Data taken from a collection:
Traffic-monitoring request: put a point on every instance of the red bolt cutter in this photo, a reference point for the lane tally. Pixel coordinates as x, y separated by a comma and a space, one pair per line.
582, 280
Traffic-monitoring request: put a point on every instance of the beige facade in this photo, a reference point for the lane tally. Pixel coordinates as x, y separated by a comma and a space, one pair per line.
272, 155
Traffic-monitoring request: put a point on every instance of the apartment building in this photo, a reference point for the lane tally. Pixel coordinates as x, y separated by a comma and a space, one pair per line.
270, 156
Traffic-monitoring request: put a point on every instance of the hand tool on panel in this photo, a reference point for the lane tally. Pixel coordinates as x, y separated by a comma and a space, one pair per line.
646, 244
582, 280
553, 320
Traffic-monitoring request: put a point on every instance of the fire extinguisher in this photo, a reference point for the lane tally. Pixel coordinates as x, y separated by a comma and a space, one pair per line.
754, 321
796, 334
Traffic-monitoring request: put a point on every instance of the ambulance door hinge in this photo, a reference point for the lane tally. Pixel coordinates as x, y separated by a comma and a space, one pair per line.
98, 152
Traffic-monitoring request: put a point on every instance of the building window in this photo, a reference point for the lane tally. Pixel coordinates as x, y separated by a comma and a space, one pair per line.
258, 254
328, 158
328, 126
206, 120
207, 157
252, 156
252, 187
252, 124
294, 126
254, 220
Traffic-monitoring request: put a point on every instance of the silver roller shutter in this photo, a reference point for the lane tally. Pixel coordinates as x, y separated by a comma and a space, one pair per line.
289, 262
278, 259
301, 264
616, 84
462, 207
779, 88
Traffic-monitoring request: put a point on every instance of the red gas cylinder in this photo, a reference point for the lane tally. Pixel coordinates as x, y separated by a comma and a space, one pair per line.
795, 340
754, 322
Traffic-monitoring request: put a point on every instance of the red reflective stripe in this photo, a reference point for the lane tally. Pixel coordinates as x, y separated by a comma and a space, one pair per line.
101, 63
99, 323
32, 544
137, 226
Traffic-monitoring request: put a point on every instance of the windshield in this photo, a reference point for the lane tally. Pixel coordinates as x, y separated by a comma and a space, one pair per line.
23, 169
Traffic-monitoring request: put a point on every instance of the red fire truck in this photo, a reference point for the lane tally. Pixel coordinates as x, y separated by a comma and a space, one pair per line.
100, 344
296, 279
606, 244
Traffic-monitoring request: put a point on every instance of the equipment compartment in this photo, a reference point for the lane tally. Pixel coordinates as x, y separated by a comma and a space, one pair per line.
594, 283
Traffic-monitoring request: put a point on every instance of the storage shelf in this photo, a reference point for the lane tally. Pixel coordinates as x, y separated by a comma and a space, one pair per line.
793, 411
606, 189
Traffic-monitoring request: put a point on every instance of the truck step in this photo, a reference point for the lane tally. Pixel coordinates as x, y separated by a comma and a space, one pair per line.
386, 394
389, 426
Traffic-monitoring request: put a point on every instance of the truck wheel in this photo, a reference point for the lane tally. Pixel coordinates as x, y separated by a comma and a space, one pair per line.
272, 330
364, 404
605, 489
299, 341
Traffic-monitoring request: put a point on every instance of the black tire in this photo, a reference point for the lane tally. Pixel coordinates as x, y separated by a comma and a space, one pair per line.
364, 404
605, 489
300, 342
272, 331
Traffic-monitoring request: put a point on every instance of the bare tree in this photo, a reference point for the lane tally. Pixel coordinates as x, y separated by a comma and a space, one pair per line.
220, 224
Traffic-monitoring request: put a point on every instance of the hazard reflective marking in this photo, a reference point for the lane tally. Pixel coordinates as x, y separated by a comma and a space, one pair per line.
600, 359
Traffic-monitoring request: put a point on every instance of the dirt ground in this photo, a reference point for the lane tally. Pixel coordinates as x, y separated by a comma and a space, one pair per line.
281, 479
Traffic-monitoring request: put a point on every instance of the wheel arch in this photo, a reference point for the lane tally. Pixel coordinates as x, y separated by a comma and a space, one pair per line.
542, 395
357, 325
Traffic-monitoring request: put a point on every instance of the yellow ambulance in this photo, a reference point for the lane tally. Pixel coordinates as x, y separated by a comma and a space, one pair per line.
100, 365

## Exercise aim
Copy out, word for word, the items from the line that contains "the truck wheel" through the last line of the items.

## Problem solution
Traffic-monitoring request: put a point on every instance of the truck wheel in this photo, a reference point for the lane tally. Pixel coordinates as x, y separated by a comma and a space, one pair per line.
272, 330
364, 404
605, 489
299, 341
Traffic-monitoring request: put a point on every instance of the black tire in this photo, a reference point for the lane tally. Pixel coordinates as x, y separated by a comma and a space, one pair per line.
364, 404
605, 489
300, 342
272, 331
Traffic-monitoring request: put a point on every instance of the bare tree in this photo, a reference point for the lane tally. Pixel coordinates as x, y separated by a comma and a space, one pair per line.
220, 224
Traffic-monitoring request: put a point on every instance of the hazard reflective marking in this photo, a reference point for the lane tally. Pixel coordinates as x, y separated by a comma and a space, one pair per line.
600, 359
Traffic-monitoring request: put a point on every instance of the dirt ground in this photo, a reference point for the lane tally. Pixel coordinates as x, y separated by a comma and a space, one pair per line.
281, 479
Traffic-monitoring request: put a point on every instance of the wheel arch in this photo, a reference point for the lane tally. Pixel coordinates as x, y separated by a comma and a space, one pair per line.
542, 395
357, 325
Traffic-monitoring request: put a point on every instance of the yellow ambulance in this photo, a reference point for the lane tally. Pixel coordinates as x, y separated by a comma and a space, one pair per line.
100, 365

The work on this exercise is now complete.